▸ Text provided:
# Couple of 'oddball' fish



## Fruitbat (Jan 2, 2004)

Just thought some of you might enjoy a couple of 'non-tank buster' predators.

_*Pantodon buchholzi*_* - African Butterfly Fish*










_*Ctenopoma acutirostre*_* - Leopard Bush Fish*


----------



## NIKE (Jan 27, 2003)

hey nice fish and macro shots


----------



## englishman (Aug 14, 2003)

i like the bush fish never seen them before


----------



## SLANTED (Dec 7, 2003)

Great shot of your butterfly fish. Could be NP-POTM quality.


----------



## Innes (Jan 13, 2003)

SLANTED said:


> Great shot of your butterfly fish. Could be NP-POTM quality.


 it is np-potm quality, and also its good enough for our profiles







PM me to submitt them should you choose


----------



## WolfFish (Jun 30, 2004)

is that bush fish also called a climbing perch? I have seen them loads of times and it looks very similar.


----------



## Death in #'s (Apr 29, 2003)

(speechless)


----------



## Rigor_mortiZ_Rhom (Dec 21, 2003)




----------



## Methuzela (Apr 27, 2004)

those are predators? could i keep them with a baby Polypterus Senegalus? I see those butterfly fish at the store all the time and their real nice.


----------



## Fruitbat (Jan 2, 2004)

Methuzela....

As a matter of fact, my African Butterfly Fish are in an aquarium with 4 sub-adult _Polypterus_ of different species. So is the _Ctenopoma_. They all get along like one big, happy family. Butterfly Fish are strictly surface feeders and will eat small fish and insects at the surface. They also eat frozen beef heart and frozen silversides (small ones) from my fingers.

▸ Listed entries:
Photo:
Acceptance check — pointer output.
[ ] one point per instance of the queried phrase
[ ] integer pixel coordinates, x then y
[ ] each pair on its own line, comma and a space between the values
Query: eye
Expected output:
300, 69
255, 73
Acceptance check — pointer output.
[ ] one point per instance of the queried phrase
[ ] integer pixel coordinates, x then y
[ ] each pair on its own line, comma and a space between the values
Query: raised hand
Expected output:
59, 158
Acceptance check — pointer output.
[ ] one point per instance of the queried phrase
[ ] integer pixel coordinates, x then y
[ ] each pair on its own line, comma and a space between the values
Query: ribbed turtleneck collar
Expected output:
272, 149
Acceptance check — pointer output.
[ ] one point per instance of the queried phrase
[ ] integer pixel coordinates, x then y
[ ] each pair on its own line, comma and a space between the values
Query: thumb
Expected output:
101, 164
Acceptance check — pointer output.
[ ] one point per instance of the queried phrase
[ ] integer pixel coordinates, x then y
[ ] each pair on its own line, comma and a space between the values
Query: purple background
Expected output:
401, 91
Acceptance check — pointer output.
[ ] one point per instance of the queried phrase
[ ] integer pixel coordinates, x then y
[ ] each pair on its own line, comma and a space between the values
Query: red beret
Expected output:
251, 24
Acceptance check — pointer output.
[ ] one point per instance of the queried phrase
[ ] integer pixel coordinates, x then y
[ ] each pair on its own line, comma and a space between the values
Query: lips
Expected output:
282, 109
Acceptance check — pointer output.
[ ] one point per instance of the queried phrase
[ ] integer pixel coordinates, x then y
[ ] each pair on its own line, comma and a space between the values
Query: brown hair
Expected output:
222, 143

---

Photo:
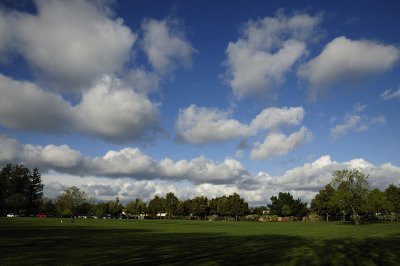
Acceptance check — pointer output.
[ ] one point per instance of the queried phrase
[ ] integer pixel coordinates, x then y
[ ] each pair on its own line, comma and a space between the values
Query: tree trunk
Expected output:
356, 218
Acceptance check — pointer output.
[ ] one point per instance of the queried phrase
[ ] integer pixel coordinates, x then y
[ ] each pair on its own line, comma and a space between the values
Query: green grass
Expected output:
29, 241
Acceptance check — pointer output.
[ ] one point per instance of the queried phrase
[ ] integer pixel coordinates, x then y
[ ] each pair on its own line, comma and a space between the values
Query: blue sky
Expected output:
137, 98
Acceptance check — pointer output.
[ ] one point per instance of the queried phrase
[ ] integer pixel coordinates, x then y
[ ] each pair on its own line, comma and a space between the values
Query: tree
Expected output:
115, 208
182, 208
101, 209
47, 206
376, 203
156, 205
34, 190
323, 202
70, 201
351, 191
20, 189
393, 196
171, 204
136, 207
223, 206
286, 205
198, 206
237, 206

▸ Exercise requirements:
1) List every food that the fish forum thread says the African Butterfly Fish eat.
2) Please pick up the fish forum thread after its final sentence and continue it.
These records have no connection to the fish forum thread.

▸ Solved problems:
1) Small fish, insects at the surface, frozen beef heart, and small frozen silversides.

2)
Wolffish....

Yes....the _Ctenopoma_ species are often called 'Climbing Perch', NOT to be confused with their Asian relative the 'true' Climbing Perch _Anabas_.

Innes....

You have a my permission to use ANY picture I post on this forum as long as it isn't for commercial purposes. PM me and let me know what you need.


----------



## yorkshire (Jul 27, 2004)

simply stunning


----------



## ty (May 14, 2004)

awesome Leopard Bush Fish ... never seen one of those before.
how big do they get? what kind of fish do you keep it with?


----------



## acestro (Jul 7, 2003)

Need to be more Ctenopoma in the hobby, that's a really nice specimen! Do you have (or have you had) any other African labyrinth fishes?


----------



## Fruitbat (Jan 2, 2004)

Right now I've got the three _Ctenopoma acutirostre_, a pair of _Microctenopoma fasciolatum_ and a pair of small _Microctenopoma ansorgii_. In the past I have also kept _Ctenopoma kingsleyae, Ctenopoma ocellatum_ and _Ctenopoma weeksii_ (which used to be called _Ctenopoma oxyrhynchum_).

Since most of the African anabantids aren't particularly colorful they haven't made a big 'splash' among aquarists....especially in the United States, though they are much more popular in Germany. As a result, they are really hard to find in local fish stores. Unless I can get an LFS to special order them (which they usually won't because the wholesalers want them to buy in quantity), they are really difficult to get!

ty.....

This particular species gets to about 6 inches and shares a tank with other African anabantids, some African Butterfly Fish, and 4 'teenaged' bichirs _Polypterus_. There is no squabbling at all between the fish.


----------



## Serygo (May 17, 2004)

very nice.


----------



## rchan11 (May 6, 2004)




----------



## ty (May 14, 2004)

Fruitbat said:


> Right now I've got the three _Ctenopoma acutirostre_, a pair of _Microctenopoma fasciolatum_ and a pair of small _Microctenopoma ansorgii_. In the past I have also kept _Ctenopoma kingsleyae, Ctenopoma ocellatum_ and _Ctenopoma weeksii_ (which used to be called _Ctenopoma oxyrhynchum_).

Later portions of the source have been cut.